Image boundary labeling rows
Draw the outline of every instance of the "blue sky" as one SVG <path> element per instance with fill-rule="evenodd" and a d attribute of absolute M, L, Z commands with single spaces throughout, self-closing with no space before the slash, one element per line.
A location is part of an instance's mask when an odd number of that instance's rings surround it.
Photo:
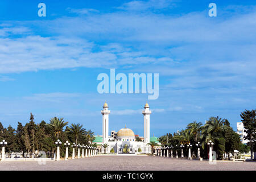
<path fill-rule="evenodd" d="M 46 17 L 38 5 L 46 5 Z M 217 16 L 208 16 L 217 5 Z M 101 73 L 159 74 L 151 135 L 255 109 L 254 1 L 1 1 L 0 121 L 53 117 L 101 135 L 125 125 L 143 135 L 147 94 L 98 93 Z"/>

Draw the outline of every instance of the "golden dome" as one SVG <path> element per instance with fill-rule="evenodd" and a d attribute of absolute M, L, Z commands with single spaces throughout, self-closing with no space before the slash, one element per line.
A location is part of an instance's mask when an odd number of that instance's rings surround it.
<path fill-rule="evenodd" d="M 108 104 L 106 104 L 106 102 L 105 102 L 104 105 L 103 106 L 104 107 L 108 107 Z"/>
<path fill-rule="evenodd" d="M 117 132 L 117 136 L 123 137 L 123 136 L 133 136 L 135 137 L 134 133 L 131 129 L 126 128 L 122 129 Z"/>

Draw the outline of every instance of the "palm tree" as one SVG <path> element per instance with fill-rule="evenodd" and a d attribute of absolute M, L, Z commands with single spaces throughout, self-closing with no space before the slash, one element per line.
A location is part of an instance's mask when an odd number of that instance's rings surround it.
<path fill-rule="evenodd" d="M 77 145 L 77 140 L 79 136 L 85 134 L 86 130 L 82 128 L 82 125 L 71 124 L 69 127 L 67 128 L 68 132 L 71 134 L 75 139 L 76 144 Z"/>
<path fill-rule="evenodd" d="M 79 136 L 81 136 L 83 134 L 84 134 L 86 132 L 86 130 L 85 129 L 82 128 L 82 125 L 80 125 L 80 123 L 78 124 L 71 124 L 71 126 L 70 127 L 67 127 L 67 131 L 71 135 L 73 135 L 73 136 L 75 139 L 75 142 L 76 142 L 76 150 L 77 148 L 77 140 Z"/>
<path fill-rule="evenodd" d="M 157 144 L 156 143 L 155 143 L 155 142 L 150 142 L 150 143 L 147 143 L 147 144 L 150 145 L 150 147 L 151 147 L 151 153 L 152 154 L 154 154 L 154 147 L 155 147 L 155 146 L 158 146 L 158 144 Z"/>
<path fill-rule="evenodd" d="M 159 141 L 159 142 L 161 143 L 161 145 L 162 146 L 164 147 L 166 145 L 166 144 L 168 143 L 167 136 L 164 135 L 160 136 L 159 138 L 158 139 L 158 141 Z"/>
<path fill-rule="evenodd" d="M 196 122 L 196 121 L 190 123 L 187 126 L 187 129 L 192 133 L 194 136 L 195 142 L 197 142 L 197 138 L 200 134 L 200 131 L 202 130 L 201 126 L 203 125 L 201 122 Z"/>
<path fill-rule="evenodd" d="M 106 143 L 102 144 L 102 147 L 104 148 L 104 154 L 106 154 L 106 148 L 109 146 Z"/>
<path fill-rule="evenodd" d="M 57 138 L 59 139 L 59 135 L 62 132 L 63 127 L 68 125 L 68 122 L 64 122 L 63 118 L 54 117 L 50 119 L 48 126 L 53 131 L 54 134 L 57 136 Z"/>
<path fill-rule="evenodd" d="M 209 121 L 207 122 L 205 125 L 202 127 L 201 133 L 203 135 L 201 138 L 203 140 L 202 147 L 204 148 L 207 145 L 207 142 L 209 140 L 217 143 L 219 139 L 223 136 L 223 134 L 226 126 L 224 125 L 225 119 L 221 119 L 217 117 L 210 117 Z M 216 151 L 218 151 L 218 145 L 215 145 Z"/>

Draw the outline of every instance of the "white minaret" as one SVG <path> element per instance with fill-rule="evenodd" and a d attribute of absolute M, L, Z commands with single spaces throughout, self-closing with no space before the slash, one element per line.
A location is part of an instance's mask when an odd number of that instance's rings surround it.
<path fill-rule="evenodd" d="M 102 114 L 102 142 L 106 143 L 109 141 L 109 114 L 110 111 L 108 110 L 109 106 L 106 102 L 103 106 Z"/>
<path fill-rule="evenodd" d="M 150 138 L 150 123 L 151 111 L 149 110 L 147 102 L 146 103 L 144 108 L 145 110 L 142 111 L 142 114 L 144 115 L 144 143 L 148 143 Z"/>

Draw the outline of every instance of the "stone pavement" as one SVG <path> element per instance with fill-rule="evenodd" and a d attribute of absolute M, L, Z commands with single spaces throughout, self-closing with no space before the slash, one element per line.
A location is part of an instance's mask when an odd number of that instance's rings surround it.
<path fill-rule="evenodd" d="M 46 161 L 39 164 L 36 161 L 3 161 L 2 170 L 108 170 L 108 171 L 162 171 L 162 170 L 244 170 L 256 171 L 256 162 L 217 162 L 160 158 L 152 156 L 97 156 L 94 157 Z"/>

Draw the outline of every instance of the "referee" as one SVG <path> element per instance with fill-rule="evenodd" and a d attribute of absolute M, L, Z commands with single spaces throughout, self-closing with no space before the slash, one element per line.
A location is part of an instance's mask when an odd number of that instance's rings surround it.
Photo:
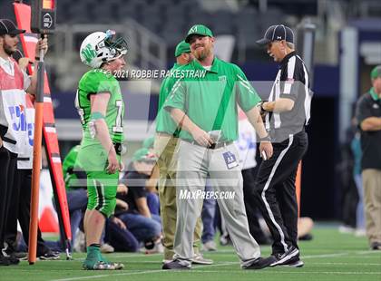
<path fill-rule="evenodd" d="M 308 73 L 295 53 L 294 33 L 283 24 L 272 25 L 257 41 L 279 63 L 268 102 L 261 104 L 274 154 L 262 161 L 255 185 L 259 208 L 274 243 L 272 266 L 303 266 L 298 247 L 298 203 L 295 179 L 298 165 L 308 148 L 304 130 L 309 120 L 311 96 Z"/>

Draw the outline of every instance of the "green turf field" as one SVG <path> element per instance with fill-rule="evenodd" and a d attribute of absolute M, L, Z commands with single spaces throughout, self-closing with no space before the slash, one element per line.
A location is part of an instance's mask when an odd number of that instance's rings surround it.
<path fill-rule="evenodd" d="M 218 252 L 205 254 L 214 259 L 211 266 L 194 266 L 189 271 L 161 269 L 161 256 L 115 253 L 107 256 L 112 261 L 123 262 L 120 271 L 84 271 L 81 269 L 83 254 L 74 254 L 75 260 L 38 261 L 29 266 L 1 266 L 0 280 L 364 280 L 381 281 L 381 251 L 367 250 L 365 237 L 340 234 L 337 228 L 318 225 L 314 239 L 300 242 L 304 267 L 278 266 L 262 270 L 241 270 L 231 247 L 220 247 Z M 262 247 L 263 256 L 269 247 Z"/>

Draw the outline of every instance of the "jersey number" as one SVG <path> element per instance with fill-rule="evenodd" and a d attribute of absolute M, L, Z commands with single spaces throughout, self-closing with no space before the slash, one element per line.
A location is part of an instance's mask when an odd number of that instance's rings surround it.
<path fill-rule="evenodd" d="M 79 102 L 79 90 L 77 90 L 77 93 L 75 94 L 75 108 L 77 109 L 78 114 L 81 118 L 81 123 L 84 125 L 84 111 L 83 108 L 81 108 L 80 102 Z"/>
<path fill-rule="evenodd" d="M 118 112 L 116 115 L 115 126 L 112 127 L 112 131 L 122 133 L 123 127 L 122 125 L 122 122 L 123 116 L 122 115 L 122 113 L 123 111 L 123 102 L 121 100 L 115 101 L 115 106 L 118 109 Z"/>

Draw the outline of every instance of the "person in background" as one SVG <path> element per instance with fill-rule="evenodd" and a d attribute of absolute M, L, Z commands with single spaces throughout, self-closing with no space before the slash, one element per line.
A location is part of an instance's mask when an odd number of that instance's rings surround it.
<path fill-rule="evenodd" d="M 381 250 L 381 65 L 370 73 L 372 88 L 357 105 L 361 131 L 361 170 L 366 236 L 370 248 Z"/>

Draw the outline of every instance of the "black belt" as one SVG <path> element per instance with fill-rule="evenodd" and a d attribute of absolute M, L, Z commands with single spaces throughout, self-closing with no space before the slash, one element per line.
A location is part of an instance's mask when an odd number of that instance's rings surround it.
<path fill-rule="evenodd" d="M 196 140 L 185 140 L 185 141 L 187 141 L 190 144 L 195 144 L 195 145 L 198 145 L 198 146 L 200 146 L 202 148 L 209 149 L 209 150 L 218 150 L 218 149 L 220 149 L 222 147 L 225 147 L 225 146 L 228 146 L 228 145 L 230 145 L 231 143 L 233 143 L 233 141 L 219 141 L 219 142 L 212 143 L 210 146 L 206 147 L 206 146 L 200 145 Z"/>
<path fill-rule="evenodd" d="M 114 143 L 113 148 L 115 149 L 115 152 L 117 155 L 121 155 L 123 150 L 123 145 L 122 143 Z"/>

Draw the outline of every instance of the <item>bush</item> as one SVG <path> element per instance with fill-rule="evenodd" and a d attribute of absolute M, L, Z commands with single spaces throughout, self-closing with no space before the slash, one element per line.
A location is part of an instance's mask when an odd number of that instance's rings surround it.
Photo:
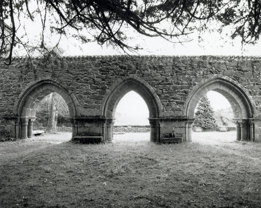
<path fill-rule="evenodd" d="M 219 131 L 222 132 L 225 132 L 228 130 L 228 127 L 227 126 L 220 126 Z"/>
<path fill-rule="evenodd" d="M 195 114 L 194 126 L 201 127 L 204 129 L 217 127 L 217 124 L 214 117 L 214 111 L 206 95 L 199 100 Z"/>
<path fill-rule="evenodd" d="M 202 128 L 198 126 L 196 126 L 194 129 L 194 131 L 196 132 L 201 132 L 202 131 Z"/>

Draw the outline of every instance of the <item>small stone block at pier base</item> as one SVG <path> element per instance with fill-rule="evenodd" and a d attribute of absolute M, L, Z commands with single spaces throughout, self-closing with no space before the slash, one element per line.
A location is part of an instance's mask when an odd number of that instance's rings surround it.
<path fill-rule="evenodd" d="M 102 136 L 77 136 L 74 137 L 72 140 L 81 144 L 89 144 L 100 143 L 103 139 Z"/>
<path fill-rule="evenodd" d="M 160 142 L 163 144 L 181 143 L 183 141 L 182 137 L 176 138 L 162 138 L 160 139 Z"/>
<path fill-rule="evenodd" d="M 35 130 L 33 131 L 33 134 L 35 136 L 39 136 L 44 133 L 43 130 Z"/>

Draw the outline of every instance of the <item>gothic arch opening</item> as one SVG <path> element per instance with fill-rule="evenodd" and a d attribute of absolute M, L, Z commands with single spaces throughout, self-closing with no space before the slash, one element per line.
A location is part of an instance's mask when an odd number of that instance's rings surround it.
<path fill-rule="evenodd" d="M 236 124 L 236 139 L 252 141 L 254 125 L 254 103 L 246 91 L 242 86 L 225 77 L 217 77 L 203 82 L 192 90 L 184 106 L 186 117 L 194 117 L 196 106 L 200 99 L 211 91 L 219 93 L 228 100 L 233 110 L 234 120 Z M 188 139 L 191 140 L 191 125 L 188 124 Z"/>
<path fill-rule="evenodd" d="M 47 95 L 56 92 L 65 101 L 70 117 L 76 117 L 78 104 L 74 95 L 57 82 L 49 79 L 42 80 L 29 84 L 24 89 L 15 104 L 13 113 L 18 118 L 16 124 L 16 137 L 24 138 L 32 136 L 33 125 L 40 101 Z M 73 136 L 75 128 L 73 125 Z"/>
<path fill-rule="evenodd" d="M 118 80 L 107 91 L 107 97 L 100 109 L 103 116 L 107 118 L 106 128 L 105 127 L 103 130 L 106 139 L 110 141 L 113 139 L 116 108 L 121 98 L 131 91 L 138 94 L 146 103 L 149 110 L 150 139 L 153 141 L 159 141 L 159 126 L 157 123 L 156 119 L 162 116 L 162 114 L 159 99 L 151 86 L 134 76 Z"/>

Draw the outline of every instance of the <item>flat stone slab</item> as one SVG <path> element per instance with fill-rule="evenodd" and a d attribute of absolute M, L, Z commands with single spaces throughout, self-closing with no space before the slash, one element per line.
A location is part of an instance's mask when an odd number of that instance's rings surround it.
<path fill-rule="evenodd" d="M 179 143 L 183 141 L 182 137 L 176 137 L 176 138 L 163 138 L 160 139 L 160 142 L 164 144 Z"/>
<path fill-rule="evenodd" d="M 35 136 L 38 136 L 44 133 L 43 130 L 35 130 L 33 131 L 33 133 Z"/>
<path fill-rule="evenodd" d="M 72 140 L 81 144 L 100 143 L 103 141 L 102 136 L 76 136 Z"/>
<path fill-rule="evenodd" d="M 125 133 L 124 132 L 113 132 L 113 134 L 124 134 Z"/>

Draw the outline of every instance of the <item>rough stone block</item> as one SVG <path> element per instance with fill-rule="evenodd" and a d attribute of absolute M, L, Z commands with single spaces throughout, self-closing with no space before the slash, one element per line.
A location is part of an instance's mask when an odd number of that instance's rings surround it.
<path fill-rule="evenodd" d="M 101 136 L 76 136 L 74 137 L 72 140 L 81 144 L 89 144 L 100 143 L 103 139 Z"/>
<path fill-rule="evenodd" d="M 163 144 L 178 144 L 182 143 L 183 141 L 182 137 L 177 137 L 176 138 L 163 138 L 161 139 L 160 142 Z"/>

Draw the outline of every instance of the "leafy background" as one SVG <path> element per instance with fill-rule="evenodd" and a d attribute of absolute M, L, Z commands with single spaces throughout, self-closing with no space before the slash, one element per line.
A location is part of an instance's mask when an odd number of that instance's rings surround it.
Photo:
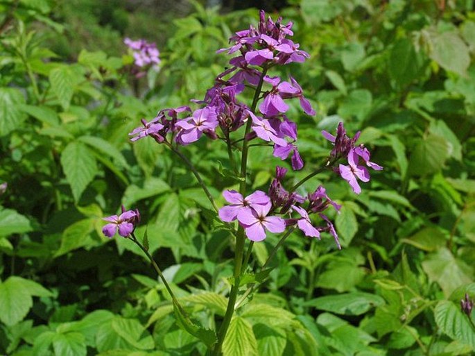
<path fill-rule="evenodd" d="M 202 98 L 226 65 L 215 51 L 257 11 L 158 3 L 0 1 L 2 354 L 204 355 L 141 251 L 102 236 L 101 218 L 121 203 L 140 210 L 137 235 L 146 223 L 150 252 L 189 311 L 209 327 L 224 314 L 232 241 L 213 229 L 186 167 L 127 134 L 160 108 Z M 343 204 L 332 217 L 344 248 L 291 236 L 238 310 L 223 353 L 472 354 L 475 316 L 459 301 L 475 296 L 473 1 L 263 6 L 294 22 L 311 56 L 290 67 L 318 108 L 313 118 L 289 112 L 306 164 L 291 180 L 327 156 L 320 132 L 339 121 L 362 130 L 385 169 L 360 196 L 329 173 L 302 187 L 323 183 Z M 157 42 L 158 73 L 128 74 L 126 36 Z M 205 139 L 186 152 L 219 199 L 234 184 L 222 175 L 225 153 Z M 253 155 L 252 187 L 266 190 L 282 163 Z M 276 242 L 257 244 L 251 263 Z"/>

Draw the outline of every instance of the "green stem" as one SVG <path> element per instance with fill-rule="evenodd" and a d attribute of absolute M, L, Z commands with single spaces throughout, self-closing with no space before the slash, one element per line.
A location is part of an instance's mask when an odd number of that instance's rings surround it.
<path fill-rule="evenodd" d="M 140 249 L 142 251 L 144 251 L 144 253 L 145 253 L 146 255 L 146 256 L 148 257 L 148 260 L 150 260 L 150 262 L 152 263 L 152 266 L 153 266 L 153 269 L 157 272 L 157 274 L 158 274 L 158 276 L 162 280 L 162 282 L 163 282 L 163 284 L 165 286 L 165 288 L 166 289 L 166 291 L 168 291 L 169 294 L 170 294 L 170 296 L 171 297 L 171 300 L 173 301 L 173 303 L 178 308 L 180 308 L 180 310 L 183 310 L 183 308 L 180 305 L 178 300 L 175 296 L 175 294 L 171 290 L 171 288 L 170 287 L 170 285 L 169 285 L 169 282 L 166 282 L 166 280 L 165 279 L 165 276 L 162 273 L 162 270 L 160 269 L 160 267 L 158 266 L 158 264 L 157 264 L 157 262 L 155 262 L 155 260 L 153 259 L 152 255 L 148 253 L 148 251 L 145 248 L 145 246 L 144 246 L 144 245 L 142 245 L 139 241 L 139 240 L 137 239 L 137 237 L 135 237 L 135 234 L 134 234 L 133 232 L 132 232 L 130 234 L 130 237 L 129 237 L 129 239 L 132 240 L 137 246 L 138 246 L 140 248 Z"/>
<path fill-rule="evenodd" d="M 216 203 L 214 203 L 214 199 L 213 198 L 213 196 L 211 195 L 211 193 L 208 190 L 208 188 L 207 187 L 206 185 L 205 184 L 205 182 L 203 182 L 203 180 L 201 179 L 201 176 L 200 176 L 200 172 L 198 171 L 196 168 L 195 168 L 195 166 L 193 165 L 193 163 L 190 162 L 190 160 L 187 158 L 186 155 L 184 155 L 183 153 L 182 153 L 180 151 L 179 151 L 177 149 L 173 147 L 171 144 L 170 143 L 166 143 L 166 144 L 170 147 L 170 149 L 178 157 L 180 157 L 183 162 L 184 162 L 185 164 L 188 166 L 188 168 L 190 169 L 190 170 L 193 172 L 193 174 L 196 177 L 196 179 L 198 180 L 198 183 L 199 183 L 200 186 L 201 186 L 201 188 L 203 189 L 205 192 L 205 194 L 206 194 L 206 196 L 208 197 L 208 199 L 209 200 L 209 202 L 211 203 L 211 205 L 213 205 L 213 208 L 214 210 L 218 212 L 218 207 L 216 206 Z"/>
<path fill-rule="evenodd" d="M 267 73 L 267 67 L 264 67 L 262 74 L 261 74 L 261 78 L 259 78 L 259 83 L 256 87 L 256 92 L 254 93 L 254 99 L 252 99 L 252 104 L 251 105 L 250 110 L 254 112 L 257 106 L 257 102 L 259 101 L 259 96 L 261 94 L 261 90 L 262 89 L 262 85 L 264 84 L 264 76 Z M 252 120 L 250 117 L 248 118 L 248 122 L 245 126 L 245 130 L 244 131 L 243 141 L 243 149 L 241 155 L 241 183 L 239 184 L 239 193 L 241 193 L 243 196 L 245 196 L 246 190 L 246 176 L 247 176 L 247 167 L 248 167 L 248 152 L 249 151 L 249 146 L 248 144 L 248 139 L 246 139 L 246 136 L 250 132 L 251 124 Z M 227 300 L 227 306 L 226 307 L 226 312 L 221 323 L 221 326 L 218 332 L 218 342 L 216 343 L 214 349 L 213 350 L 212 355 L 214 356 L 218 356 L 221 354 L 221 347 L 223 346 L 223 343 L 224 342 L 224 339 L 227 333 L 227 329 L 230 327 L 230 323 L 231 323 L 231 319 L 234 313 L 234 308 L 236 307 L 236 299 L 237 298 L 238 291 L 239 291 L 239 282 L 241 280 L 241 269 L 243 266 L 243 256 L 244 255 L 244 241 L 245 237 L 244 236 L 244 229 L 242 226 L 239 226 L 238 228 L 237 234 L 236 235 L 236 253 L 234 255 L 234 283 L 231 287 L 231 291 L 230 291 L 230 296 Z"/>
<path fill-rule="evenodd" d="M 300 187 L 302 184 L 304 184 L 305 182 L 309 180 L 309 179 L 313 178 L 315 176 L 318 174 L 319 173 L 322 173 L 323 171 L 325 169 L 332 167 L 335 162 L 338 160 L 339 158 L 334 158 L 333 160 L 327 160 L 326 163 L 325 163 L 323 165 L 322 165 L 320 168 L 318 169 L 313 171 L 312 173 L 302 178 L 300 182 L 298 182 L 297 184 L 295 184 L 293 187 L 292 187 L 290 189 L 289 192 L 295 192 L 297 188 Z"/>

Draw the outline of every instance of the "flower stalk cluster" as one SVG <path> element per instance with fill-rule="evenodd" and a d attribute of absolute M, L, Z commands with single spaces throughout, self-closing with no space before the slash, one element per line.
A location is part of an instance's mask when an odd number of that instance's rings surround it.
<path fill-rule="evenodd" d="M 288 101 L 298 99 L 300 106 L 307 115 L 315 115 L 316 111 L 295 78 L 290 76 L 287 79 L 268 74 L 276 66 L 303 62 L 309 58 L 309 53 L 300 49 L 299 44 L 291 40 L 293 35 L 292 27 L 292 22 L 284 25 L 281 18 L 274 22 L 270 17 L 266 18 L 264 11 L 261 11 L 257 27 L 251 25 L 248 29 L 236 32 L 230 38 L 230 46 L 218 51 L 232 56 L 229 62 L 230 67 L 216 78 L 214 85 L 207 90 L 202 100 L 192 101 L 198 108 L 193 110 L 190 106 L 184 105 L 161 110 L 150 121 L 142 119 L 142 125 L 129 134 L 132 142 L 152 138 L 157 144 L 166 145 L 182 160 L 195 175 L 221 220 L 230 228 L 232 235 L 236 237 L 234 282 L 230 292 L 224 319 L 217 333 L 213 355 L 221 353 L 234 311 L 239 280 L 248 268 L 254 242 L 264 240 L 268 232 L 284 232 L 275 246 L 277 249 L 295 229 L 299 229 L 305 236 L 318 239 L 322 233 L 328 233 L 334 239 L 338 248 L 341 248 L 334 224 L 326 213 L 330 207 L 338 213 L 341 206 L 330 198 L 322 185 L 316 187 L 312 193 L 306 196 L 299 193 L 297 189 L 322 171 L 334 169 L 348 182 L 355 193 L 359 194 L 361 189 L 358 180 L 370 180 L 367 167 L 382 169 L 381 166 L 370 160 L 370 153 L 367 148 L 356 144 L 359 133 L 350 138 L 340 123 L 335 135 L 326 131 L 322 133 L 334 145 L 322 167 L 314 169 L 290 189 L 285 187 L 288 169 L 277 167 L 275 177 L 266 192 L 248 192 L 248 156 L 252 146 L 271 146 L 275 157 L 282 160 L 290 157 L 290 166 L 295 171 L 304 166 L 298 150 L 297 124 L 286 115 Z M 141 51 L 141 54 L 137 57 L 135 55 L 137 65 L 146 62 L 146 56 L 150 56 L 148 62 L 157 59 L 157 53 L 156 58 L 153 57 L 155 52 L 150 54 L 150 48 L 146 45 L 144 47 L 141 42 L 126 41 L 133 50 Z M 250 89 L 254 94 L 249 106 L 239 100 L 239 96 Z M 239 191 L 223 192 L 223 196 L 227 204 L 221 208 L 217 207 L 200 173 L 180 151 L 181 146 L 193 144 L 203 137 L 214 140 L 216 144 L 225 144 L 230 168 L 240 180 Z M 253 142 L 257 144 L 251 145 Z M 234 158 L 234 150 L 241 154 L 239 167 Z M 343 163 L 336 166 L 342 160 Z M 316 217 L 320 223 L 316 224 L 312 216 Z M 110 223 L 103 231 L 107 237 L 112 237 L 116 232 L 123 237 L 134 236 L 133 230 L 139 218 L 138 211 L 123 210 L 119 216 L 105 218 Z M 250 242 L 245 256 L 246 237 Z M 135 236 L 131 239 L 137 242 Z M 275 251 L 273 251 L 270 256 L 275 254 Z M 268 262 L 268 260 L 266 265 Z"/>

WHAT IS BEING ASKED:
Reproduce every line between the line containing "Draw the outline of every instance of the <item>gothic" and the line containing "118 80 L 107", inclusive, with the requests unchanged. Multiply each coordinate in the answers by 2.45 and round it to a whole number, rounding halves up.

EXPECTED ANSWER:
Draw the outline of every instance of the <item>gothic arch opening</item> as one SVG <path> element per instance with fill-rule="evenodd" and a d attribute of absolute M, L, Z commands with single spaces throughout, self-closing with no space before the slash, one element per line.
A location is part of an instance's mask when an odd number of that instance's rings surround it.
<path fill-rule="evenodd" d="M 578 304 L 578 341 L 617 345 L 622 306 L 622 252 L 603 223 L 593 211 L 551 189 L 532 189 L 497 201 L 470 221 L 451 260 L 456 287 L 475 287 L 480 260 L 490 243 L 517 223 L 537 228 L 559 245 L 571 270 L 573 294 Z M 461 341 L 468 343 L 468 306 L 461 304 Z"/>
<path fill-rule="evenodd" d="M 115 233 L 137 225 L 159 247 L 172 287 L 186 287 L 191 255 L 181 233 L 140 201 L 120 194 L 103 196 L 71 206 L 59 218 L 37 255 L 32 277 L 44 289 L 39 304 L 39 336 L 59 338 L 78 333 L 81 306 L 98 247 Z M 179 333 L 184 314 L 179 306 Z"/>
<path fill-rule="evenodd" d="M 289 196 L 262 223 L 262 238 L 245 267 L 252 284 L 262 289 L 260 314 L 257 311 L 252 319 L 260 341 L 270 345 L 277 341 L 284 265 L 296 240 L 321 223 L 338 230 L 358 252 L 365 270 L 368 341 L 375 345 L 390 345 L 390 309 L 385 301 L 382 292 L 397 284 L 397 279 L 390 243 L 370 211 L 328 186 Z"/>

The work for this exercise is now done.